## Extracted information

================================

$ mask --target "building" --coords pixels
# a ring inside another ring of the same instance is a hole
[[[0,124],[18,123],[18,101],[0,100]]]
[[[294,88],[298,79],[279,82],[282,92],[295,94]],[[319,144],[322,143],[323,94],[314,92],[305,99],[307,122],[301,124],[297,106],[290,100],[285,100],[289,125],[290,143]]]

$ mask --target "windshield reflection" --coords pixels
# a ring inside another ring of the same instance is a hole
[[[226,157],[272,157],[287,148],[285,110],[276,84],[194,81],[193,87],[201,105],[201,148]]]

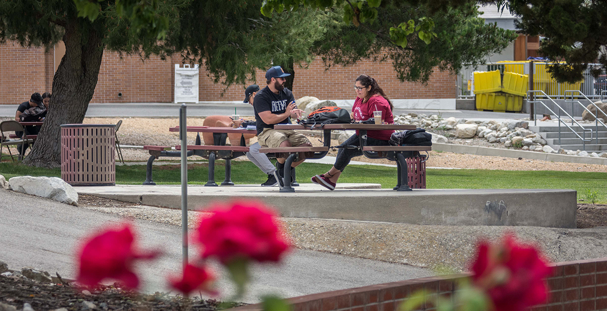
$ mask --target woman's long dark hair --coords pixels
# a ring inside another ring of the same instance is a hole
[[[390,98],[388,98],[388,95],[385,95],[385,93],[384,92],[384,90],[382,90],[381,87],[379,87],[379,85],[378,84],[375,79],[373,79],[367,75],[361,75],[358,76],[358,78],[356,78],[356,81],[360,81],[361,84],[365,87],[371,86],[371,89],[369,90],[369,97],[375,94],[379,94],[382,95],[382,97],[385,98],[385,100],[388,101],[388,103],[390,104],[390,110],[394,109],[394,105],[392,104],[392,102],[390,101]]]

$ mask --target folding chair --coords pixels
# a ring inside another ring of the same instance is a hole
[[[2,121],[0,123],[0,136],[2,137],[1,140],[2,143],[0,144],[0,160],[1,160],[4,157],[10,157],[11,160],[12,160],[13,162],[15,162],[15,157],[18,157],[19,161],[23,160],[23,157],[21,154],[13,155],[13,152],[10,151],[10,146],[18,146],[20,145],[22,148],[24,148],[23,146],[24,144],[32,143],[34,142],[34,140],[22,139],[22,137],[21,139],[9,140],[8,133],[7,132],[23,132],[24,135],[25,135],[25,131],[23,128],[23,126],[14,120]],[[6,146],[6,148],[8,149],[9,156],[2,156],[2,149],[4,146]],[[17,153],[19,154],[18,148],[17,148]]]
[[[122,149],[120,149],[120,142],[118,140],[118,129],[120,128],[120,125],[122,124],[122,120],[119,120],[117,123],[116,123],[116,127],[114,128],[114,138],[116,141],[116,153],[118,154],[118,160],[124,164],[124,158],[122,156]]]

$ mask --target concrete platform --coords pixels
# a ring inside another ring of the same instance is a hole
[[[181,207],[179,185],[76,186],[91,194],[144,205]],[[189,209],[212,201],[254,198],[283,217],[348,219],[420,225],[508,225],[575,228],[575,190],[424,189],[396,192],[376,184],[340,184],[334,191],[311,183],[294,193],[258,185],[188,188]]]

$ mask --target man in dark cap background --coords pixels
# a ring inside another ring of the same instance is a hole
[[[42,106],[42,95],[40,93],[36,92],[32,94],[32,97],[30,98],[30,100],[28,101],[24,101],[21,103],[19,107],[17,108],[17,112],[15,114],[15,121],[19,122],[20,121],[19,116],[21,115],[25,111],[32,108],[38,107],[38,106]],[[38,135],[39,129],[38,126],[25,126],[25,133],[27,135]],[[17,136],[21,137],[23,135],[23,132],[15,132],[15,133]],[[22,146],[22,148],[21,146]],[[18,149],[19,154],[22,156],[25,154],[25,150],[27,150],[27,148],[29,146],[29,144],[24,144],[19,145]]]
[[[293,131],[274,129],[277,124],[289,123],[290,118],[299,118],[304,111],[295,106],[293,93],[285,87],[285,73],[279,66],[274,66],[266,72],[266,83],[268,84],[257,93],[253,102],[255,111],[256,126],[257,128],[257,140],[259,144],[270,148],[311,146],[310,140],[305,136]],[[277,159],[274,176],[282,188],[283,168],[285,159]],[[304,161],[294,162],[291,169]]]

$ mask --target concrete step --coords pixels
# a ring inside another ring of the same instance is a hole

================================

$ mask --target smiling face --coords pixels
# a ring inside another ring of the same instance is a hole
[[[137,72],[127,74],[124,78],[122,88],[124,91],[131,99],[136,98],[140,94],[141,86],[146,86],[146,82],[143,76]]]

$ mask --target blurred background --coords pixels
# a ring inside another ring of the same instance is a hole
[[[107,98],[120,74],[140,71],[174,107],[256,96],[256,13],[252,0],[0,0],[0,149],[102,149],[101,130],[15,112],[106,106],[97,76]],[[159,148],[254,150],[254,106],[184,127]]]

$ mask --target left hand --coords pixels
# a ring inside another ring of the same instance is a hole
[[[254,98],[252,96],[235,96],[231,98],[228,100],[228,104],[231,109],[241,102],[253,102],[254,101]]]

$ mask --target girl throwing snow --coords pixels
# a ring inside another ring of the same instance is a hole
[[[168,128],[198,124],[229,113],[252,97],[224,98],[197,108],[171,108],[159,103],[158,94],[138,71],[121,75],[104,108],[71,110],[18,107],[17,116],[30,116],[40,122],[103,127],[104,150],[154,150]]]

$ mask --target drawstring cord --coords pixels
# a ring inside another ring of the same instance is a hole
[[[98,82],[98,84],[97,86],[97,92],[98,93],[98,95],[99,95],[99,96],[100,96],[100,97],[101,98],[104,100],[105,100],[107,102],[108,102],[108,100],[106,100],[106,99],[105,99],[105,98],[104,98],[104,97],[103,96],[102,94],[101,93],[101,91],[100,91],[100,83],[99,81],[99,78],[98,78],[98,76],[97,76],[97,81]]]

================================

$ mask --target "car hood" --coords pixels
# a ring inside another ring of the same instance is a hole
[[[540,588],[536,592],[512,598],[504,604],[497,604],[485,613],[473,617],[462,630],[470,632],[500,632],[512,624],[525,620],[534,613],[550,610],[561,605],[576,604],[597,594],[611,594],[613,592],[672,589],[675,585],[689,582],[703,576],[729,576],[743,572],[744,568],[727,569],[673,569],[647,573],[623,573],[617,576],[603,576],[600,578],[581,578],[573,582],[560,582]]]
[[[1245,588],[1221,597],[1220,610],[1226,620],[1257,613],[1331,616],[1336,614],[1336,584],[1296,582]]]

================================

## Exercise brief
Extract every line from the items above that contains the string "background", matching its case exactly.

## Correct output
$ mask --target man in dark cap background --coords pixels
$ mask --target blurred background --coords pixels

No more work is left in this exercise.